▶ Written exercise:
Reproduce verbatim every line from the one that includes "Identify the dog's front" to the closing line of the entries; omit everything before it.

▶ Data shown:
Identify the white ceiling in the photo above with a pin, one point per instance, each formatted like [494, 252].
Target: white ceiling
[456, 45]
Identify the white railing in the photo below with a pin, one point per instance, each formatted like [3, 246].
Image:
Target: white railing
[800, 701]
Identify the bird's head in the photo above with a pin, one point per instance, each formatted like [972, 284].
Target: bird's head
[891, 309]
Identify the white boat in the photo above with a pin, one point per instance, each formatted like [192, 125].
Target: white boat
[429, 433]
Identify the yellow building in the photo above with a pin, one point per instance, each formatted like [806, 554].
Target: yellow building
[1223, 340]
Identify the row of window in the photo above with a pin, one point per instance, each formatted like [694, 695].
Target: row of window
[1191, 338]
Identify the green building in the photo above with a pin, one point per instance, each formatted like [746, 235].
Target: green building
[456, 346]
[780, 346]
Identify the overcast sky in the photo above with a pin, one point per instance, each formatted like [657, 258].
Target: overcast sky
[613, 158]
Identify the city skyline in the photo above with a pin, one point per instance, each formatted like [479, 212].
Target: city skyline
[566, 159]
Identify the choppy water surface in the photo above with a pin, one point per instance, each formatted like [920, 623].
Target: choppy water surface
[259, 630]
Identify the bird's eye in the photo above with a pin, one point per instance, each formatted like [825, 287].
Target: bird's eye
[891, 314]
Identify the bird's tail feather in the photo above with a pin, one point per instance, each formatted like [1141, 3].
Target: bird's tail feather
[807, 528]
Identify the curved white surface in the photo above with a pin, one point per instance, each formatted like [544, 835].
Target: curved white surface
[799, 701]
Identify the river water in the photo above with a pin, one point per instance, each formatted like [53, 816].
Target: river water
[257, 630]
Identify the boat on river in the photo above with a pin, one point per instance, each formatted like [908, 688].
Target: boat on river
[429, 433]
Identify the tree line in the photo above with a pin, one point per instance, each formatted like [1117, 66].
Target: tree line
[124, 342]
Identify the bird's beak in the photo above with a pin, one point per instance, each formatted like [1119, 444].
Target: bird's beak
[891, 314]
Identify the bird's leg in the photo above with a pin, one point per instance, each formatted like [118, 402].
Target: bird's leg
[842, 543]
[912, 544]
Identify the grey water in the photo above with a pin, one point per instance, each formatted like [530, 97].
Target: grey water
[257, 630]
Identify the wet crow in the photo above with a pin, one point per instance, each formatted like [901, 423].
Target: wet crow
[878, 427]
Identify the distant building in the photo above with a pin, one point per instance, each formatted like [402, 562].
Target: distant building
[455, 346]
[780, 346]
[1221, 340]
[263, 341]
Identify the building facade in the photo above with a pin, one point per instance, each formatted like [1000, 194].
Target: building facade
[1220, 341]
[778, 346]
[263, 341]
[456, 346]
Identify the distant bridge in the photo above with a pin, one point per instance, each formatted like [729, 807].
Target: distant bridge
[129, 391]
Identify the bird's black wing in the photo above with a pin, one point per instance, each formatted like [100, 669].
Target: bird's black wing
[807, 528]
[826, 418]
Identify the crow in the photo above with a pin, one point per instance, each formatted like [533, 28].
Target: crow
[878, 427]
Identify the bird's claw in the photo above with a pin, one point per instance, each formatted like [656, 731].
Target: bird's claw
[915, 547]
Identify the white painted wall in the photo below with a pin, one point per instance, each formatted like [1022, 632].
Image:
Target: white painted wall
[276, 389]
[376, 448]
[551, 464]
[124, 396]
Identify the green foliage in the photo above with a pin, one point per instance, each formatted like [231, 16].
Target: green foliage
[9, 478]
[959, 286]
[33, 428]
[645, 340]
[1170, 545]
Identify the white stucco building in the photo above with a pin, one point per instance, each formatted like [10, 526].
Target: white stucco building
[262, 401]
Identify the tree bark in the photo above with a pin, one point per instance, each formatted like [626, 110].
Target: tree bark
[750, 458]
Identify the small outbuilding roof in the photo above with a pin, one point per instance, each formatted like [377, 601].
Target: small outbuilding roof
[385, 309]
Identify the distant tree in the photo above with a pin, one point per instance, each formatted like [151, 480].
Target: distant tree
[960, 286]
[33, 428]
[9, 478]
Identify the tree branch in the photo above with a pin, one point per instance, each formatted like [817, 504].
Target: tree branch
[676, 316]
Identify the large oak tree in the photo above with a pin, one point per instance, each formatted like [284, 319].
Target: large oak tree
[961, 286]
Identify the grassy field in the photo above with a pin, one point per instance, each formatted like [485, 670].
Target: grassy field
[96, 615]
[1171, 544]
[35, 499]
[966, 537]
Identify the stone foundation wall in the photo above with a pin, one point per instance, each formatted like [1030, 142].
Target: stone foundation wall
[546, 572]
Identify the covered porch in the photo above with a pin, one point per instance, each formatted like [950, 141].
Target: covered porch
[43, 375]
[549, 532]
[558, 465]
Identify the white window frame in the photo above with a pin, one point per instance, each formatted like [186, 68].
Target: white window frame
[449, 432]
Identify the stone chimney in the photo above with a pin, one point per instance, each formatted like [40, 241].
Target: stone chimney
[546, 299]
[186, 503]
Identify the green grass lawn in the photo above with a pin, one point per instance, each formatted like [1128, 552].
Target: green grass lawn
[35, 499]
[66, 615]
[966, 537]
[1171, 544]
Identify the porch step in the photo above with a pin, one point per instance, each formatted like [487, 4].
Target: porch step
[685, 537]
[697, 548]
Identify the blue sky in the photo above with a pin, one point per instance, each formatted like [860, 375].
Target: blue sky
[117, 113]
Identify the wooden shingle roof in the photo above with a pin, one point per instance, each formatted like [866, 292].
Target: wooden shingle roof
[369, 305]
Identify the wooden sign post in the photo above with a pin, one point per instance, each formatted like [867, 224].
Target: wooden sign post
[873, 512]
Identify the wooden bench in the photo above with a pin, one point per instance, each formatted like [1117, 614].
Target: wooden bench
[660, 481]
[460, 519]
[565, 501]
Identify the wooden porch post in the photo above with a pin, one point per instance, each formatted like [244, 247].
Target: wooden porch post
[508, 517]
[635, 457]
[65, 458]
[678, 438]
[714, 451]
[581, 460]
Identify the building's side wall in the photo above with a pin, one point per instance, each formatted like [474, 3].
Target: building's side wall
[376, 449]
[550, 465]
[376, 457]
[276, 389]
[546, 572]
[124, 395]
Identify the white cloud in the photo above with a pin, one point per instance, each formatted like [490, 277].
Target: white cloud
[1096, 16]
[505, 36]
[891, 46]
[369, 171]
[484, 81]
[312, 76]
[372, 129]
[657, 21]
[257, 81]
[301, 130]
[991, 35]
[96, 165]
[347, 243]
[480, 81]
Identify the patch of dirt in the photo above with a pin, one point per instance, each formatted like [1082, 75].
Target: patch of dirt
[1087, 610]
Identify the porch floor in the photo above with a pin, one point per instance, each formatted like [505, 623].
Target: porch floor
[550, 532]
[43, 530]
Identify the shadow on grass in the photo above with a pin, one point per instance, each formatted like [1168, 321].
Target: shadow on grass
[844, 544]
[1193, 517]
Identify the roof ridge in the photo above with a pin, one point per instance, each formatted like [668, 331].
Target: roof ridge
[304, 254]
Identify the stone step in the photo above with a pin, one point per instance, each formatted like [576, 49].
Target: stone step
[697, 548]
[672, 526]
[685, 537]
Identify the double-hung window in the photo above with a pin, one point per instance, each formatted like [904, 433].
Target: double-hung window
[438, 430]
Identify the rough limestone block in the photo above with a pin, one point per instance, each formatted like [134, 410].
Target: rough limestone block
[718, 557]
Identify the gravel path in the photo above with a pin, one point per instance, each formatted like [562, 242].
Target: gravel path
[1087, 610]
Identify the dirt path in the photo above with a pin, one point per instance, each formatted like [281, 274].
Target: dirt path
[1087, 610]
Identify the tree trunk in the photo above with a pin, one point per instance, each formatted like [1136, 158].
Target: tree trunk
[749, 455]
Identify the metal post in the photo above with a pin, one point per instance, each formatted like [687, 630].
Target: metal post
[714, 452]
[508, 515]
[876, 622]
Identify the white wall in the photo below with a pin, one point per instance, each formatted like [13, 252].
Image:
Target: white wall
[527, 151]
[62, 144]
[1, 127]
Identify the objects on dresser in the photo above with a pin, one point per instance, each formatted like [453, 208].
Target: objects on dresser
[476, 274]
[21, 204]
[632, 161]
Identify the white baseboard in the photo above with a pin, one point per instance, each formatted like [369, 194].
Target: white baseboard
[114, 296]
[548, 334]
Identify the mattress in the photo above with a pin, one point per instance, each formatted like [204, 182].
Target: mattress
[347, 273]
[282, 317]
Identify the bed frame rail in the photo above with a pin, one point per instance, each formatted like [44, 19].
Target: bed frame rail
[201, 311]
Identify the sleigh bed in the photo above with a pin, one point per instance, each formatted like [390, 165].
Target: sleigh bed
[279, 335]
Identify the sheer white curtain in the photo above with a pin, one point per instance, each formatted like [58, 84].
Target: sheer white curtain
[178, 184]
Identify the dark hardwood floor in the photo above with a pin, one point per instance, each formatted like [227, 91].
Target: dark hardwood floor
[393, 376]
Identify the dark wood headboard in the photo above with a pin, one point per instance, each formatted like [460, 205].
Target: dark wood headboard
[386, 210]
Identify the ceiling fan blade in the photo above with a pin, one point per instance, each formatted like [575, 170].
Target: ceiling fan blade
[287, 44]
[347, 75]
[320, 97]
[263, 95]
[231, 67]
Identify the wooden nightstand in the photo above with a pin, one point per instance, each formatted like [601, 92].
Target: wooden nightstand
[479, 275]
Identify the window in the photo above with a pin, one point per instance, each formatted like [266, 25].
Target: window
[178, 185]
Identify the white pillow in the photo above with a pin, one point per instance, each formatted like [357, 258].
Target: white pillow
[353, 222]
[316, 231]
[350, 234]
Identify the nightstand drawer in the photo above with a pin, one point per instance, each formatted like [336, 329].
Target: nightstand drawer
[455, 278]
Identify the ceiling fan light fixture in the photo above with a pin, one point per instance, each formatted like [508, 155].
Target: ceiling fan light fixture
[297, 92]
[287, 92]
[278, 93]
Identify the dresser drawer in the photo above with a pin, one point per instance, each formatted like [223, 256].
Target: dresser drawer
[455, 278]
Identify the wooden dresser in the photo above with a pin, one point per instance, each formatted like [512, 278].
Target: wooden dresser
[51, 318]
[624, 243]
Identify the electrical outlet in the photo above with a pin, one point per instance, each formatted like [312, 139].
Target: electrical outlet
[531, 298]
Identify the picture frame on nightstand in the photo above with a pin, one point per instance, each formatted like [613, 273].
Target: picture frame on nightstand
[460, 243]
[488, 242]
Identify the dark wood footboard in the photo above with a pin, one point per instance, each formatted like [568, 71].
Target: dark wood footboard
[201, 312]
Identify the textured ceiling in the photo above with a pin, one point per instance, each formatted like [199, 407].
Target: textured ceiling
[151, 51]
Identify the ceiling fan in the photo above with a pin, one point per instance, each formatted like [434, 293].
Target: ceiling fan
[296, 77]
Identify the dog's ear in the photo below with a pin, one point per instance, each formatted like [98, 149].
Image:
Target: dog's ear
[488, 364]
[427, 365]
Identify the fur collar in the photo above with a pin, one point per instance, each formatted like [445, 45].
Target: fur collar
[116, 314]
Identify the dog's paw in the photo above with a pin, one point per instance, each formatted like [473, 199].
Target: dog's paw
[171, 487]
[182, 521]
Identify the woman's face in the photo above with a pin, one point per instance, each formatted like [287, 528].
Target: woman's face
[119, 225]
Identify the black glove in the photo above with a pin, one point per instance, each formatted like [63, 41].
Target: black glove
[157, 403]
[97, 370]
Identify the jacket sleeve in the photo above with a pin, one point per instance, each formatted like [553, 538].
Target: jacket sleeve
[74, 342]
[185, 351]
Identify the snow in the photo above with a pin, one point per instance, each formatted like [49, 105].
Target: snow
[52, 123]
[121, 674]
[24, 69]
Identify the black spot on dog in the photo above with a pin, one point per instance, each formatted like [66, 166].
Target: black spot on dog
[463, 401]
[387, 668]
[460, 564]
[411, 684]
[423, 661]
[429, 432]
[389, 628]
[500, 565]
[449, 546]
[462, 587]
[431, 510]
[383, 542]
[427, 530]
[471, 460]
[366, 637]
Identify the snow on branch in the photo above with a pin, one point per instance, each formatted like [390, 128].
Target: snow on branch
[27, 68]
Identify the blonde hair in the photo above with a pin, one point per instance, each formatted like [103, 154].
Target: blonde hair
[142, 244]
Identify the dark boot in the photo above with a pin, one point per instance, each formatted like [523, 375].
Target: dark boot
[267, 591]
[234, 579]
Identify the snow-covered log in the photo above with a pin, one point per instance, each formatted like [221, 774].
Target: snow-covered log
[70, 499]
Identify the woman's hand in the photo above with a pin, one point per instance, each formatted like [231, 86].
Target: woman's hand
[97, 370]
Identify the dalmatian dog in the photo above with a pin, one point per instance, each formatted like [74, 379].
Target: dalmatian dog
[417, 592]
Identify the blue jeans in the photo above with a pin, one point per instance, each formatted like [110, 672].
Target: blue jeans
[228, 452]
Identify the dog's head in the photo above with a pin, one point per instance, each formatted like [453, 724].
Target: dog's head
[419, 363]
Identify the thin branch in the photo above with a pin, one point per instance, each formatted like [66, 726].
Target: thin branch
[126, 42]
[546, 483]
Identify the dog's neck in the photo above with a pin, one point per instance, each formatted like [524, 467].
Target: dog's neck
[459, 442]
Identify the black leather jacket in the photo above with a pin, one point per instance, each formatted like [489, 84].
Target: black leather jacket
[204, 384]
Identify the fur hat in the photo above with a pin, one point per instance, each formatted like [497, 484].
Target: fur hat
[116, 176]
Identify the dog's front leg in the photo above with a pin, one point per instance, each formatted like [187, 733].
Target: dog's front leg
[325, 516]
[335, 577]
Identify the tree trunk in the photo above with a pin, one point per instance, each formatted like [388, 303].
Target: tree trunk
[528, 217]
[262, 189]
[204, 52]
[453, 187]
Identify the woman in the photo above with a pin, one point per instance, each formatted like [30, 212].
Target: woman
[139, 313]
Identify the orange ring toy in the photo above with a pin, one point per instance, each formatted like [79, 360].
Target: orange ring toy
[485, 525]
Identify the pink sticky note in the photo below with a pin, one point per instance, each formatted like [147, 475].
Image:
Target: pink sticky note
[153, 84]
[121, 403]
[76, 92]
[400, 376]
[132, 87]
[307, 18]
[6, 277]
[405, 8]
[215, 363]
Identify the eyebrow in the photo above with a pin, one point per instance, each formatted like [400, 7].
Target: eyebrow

▶ Written response:
Identify the dog's front leg in the photo above with a pin, one point per instance, each formatted like [187, 733].
Target: dog's front leg
[325, 516]
[335, 577]
Identify the tree trunk in the photo above with a pin, one point per instance, each formatted like [388, 303].
Target: tree trunk
[528, 217]
[262, 189]
[204, 52]
[453, 187]
Identify the woman in the photo above with a pin, one point per instance, each formatted like [30, 212].
Target: woman
[139, 313]
Identify the orange ring toy in the photo above with a pin, one point per instance, each formatted like [79, 360].
Target: orange ring toy
[485, 525]
Identify the pink sticky note in the photo below with a pin, one point per instance, each formatted like [147, 475].
Image:
Target: pink sticky note
[153, 84]
[121, 403]
[76, 92]
[400, 376]
[132, 87]
[307, 18]
[6, 277]
[405, 8]
[215, 363]
Identify the eyebrow in the photo above with a pin, one point per instance, each formatted like [400, 7].
Target: eyebrow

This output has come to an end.